- Document section -
Michael on Software

26 March 2019

Everyone in this Industry seems to have a playbook

The big incumbents have the goal to stay on top of the heap; They might follow the advise of the following articles by Joel Spolsky: Smart companies try to commoditize their products’ complements ; another one of this is “fire and motion” And the upstarts have a playbook of their own; disrupt from the low end from position as substitute says Clayton Christiensen

Interesting that each article wants to promote itself as the big Truth; I think that each of them is looking at the same picture from a slightly different perspective. Another thing is that these models look a bit apologetic, they describe the current state (that’s why the argument is quite convincing); It may by extension describe pattern of coming developments, but it might also fail to do so in the future.

I think that when any player is creating value, he is by extension also creating opportunities for other players. Its the law of unintended consequences that really counts – every action should be examined in terms of opportunities that it creates for other players, sometimes these unintended side effects turn out to be of major importance; Or: any ecosystem is creating opportunities for a whole range of actors, sometimes the effects af an action is not obvious at first, and the chain of events yields results that contradict the interests of the host/owner of the system.

examples:

  • Sun microsystem developed Java as a tool for smart appliances; as a complementing product that would enable SUN to sell more hardware; several years later the major use case turned out to be enterprise software; now Java is a portable system, so that people started to use Java with cheap x86 servers instead of driving the sales of more expensive machines by Sun.
  • The Facebook API as a tool for third-party integration was used by Cambridge Analytica, resulting into major fallout for Facebook. Of course users of this social network do get a lot of utility out of it; but the whole story did bring it to their attention that Facbook is not just making money by selling targetted adds; their data is part of the product and is being sold and repackaged for profit; this insight turned into quite a bit of resentment against facebook.
  • I think very complex social networking sites are becoming hard to govern, because there is this multitude of players who also try to use the system to their own advantage.
  • Thinking in terms of an ecosystem of different players is harder, but may become necessary when systems start to involve a lot of actors.

Another issue is that the industry is becoming a bit more complex and interdependent compared to what we had in the 90ies and turn of the century: this cloud thing is making things quite complex – if big cloud providers are turning enterprise software into ‘complements’; now what is Kubernetes/Docker? Is it a complementing product or will it lead for a push for hybrid clouds? Will hybrid clouds eventually cut into the profit of AWS/Azure/Google Cloud?

This could make a bigger impact if combined with an adoption of ARM based servers, ARM processors need less cooling when compared to x86 processors, so you could possibly pack more systems into a box at a lower purchasing cost. However Mr. Thorvalds says that this is unlikely to happen: x86 became so important because devlopers could use the same platform for development and deployment here. This could also change in the future; the Kubernetes book has a fascinating example where they build a playground cluster out of raspberry pis. Now what will happen when these raspberries grow up and if it becomes easier to set up a private cloud rather then paying a cloud provider for its services?

- Task brief -
Repeat, word for word, the part of the post on tech industry playbooks from "Another issue is" to "of AWS/Azure/Google Cloud?". The items after the post on tech industry playbooks come from a separate source.

- Given information -
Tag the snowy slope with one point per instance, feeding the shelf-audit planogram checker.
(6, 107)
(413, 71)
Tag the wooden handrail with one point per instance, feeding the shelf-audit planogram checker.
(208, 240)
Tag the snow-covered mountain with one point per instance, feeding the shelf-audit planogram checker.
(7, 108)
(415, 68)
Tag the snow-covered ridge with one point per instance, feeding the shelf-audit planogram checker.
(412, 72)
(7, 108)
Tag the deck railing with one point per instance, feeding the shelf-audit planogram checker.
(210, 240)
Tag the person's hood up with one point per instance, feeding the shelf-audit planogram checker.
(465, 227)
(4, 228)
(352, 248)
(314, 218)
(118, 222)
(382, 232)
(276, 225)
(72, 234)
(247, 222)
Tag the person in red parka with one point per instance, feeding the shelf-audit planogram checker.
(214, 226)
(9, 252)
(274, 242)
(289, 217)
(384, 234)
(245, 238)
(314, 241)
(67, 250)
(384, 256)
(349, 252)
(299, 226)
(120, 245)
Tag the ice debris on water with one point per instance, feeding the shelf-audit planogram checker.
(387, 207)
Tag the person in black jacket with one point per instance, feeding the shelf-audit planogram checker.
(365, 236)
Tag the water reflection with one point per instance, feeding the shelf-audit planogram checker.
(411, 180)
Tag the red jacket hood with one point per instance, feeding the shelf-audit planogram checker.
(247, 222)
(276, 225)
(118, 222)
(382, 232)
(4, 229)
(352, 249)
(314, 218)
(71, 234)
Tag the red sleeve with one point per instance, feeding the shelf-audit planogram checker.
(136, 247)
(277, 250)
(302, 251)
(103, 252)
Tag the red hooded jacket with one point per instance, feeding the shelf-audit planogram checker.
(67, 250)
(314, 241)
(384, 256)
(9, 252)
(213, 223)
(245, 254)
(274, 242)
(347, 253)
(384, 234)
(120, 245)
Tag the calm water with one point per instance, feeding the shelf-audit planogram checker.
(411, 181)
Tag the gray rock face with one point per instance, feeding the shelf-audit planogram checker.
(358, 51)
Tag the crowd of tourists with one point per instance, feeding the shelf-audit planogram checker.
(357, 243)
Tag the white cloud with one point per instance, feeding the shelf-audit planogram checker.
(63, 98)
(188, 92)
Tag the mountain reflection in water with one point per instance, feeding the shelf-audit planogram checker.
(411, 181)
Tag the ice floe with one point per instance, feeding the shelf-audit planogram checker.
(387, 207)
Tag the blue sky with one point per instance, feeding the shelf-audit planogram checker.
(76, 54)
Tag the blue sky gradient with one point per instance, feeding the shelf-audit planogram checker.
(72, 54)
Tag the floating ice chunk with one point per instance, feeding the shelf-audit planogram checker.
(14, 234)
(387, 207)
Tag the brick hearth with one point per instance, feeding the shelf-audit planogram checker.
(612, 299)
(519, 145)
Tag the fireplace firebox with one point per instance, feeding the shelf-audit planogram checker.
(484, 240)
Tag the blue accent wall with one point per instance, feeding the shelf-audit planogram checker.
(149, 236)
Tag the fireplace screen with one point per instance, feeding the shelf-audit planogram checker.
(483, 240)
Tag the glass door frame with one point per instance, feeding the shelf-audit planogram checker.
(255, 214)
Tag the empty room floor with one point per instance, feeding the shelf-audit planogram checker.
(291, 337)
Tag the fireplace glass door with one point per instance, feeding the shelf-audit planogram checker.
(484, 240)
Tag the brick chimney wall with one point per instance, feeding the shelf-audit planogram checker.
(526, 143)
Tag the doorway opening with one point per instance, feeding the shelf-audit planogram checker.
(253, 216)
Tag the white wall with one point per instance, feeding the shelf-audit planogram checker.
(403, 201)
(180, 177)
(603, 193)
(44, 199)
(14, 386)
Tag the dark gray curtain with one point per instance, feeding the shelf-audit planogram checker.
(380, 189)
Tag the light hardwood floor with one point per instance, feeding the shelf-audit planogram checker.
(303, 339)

- Full solution -
Another issue is that the industry is becoming a bit more complex and interdependent compared to what we had in the 90ies and turn of the century: this cloud thing is making things quite complex – if big cloud providers are turning enterprise software into ‘complements’; now what is Kubernetes/Docker? Is it a complementing product or will it lead for a push for hybrid clouds? Will hybrid clouds eventually cut into the profit of AWS/Azure/Google Cloud?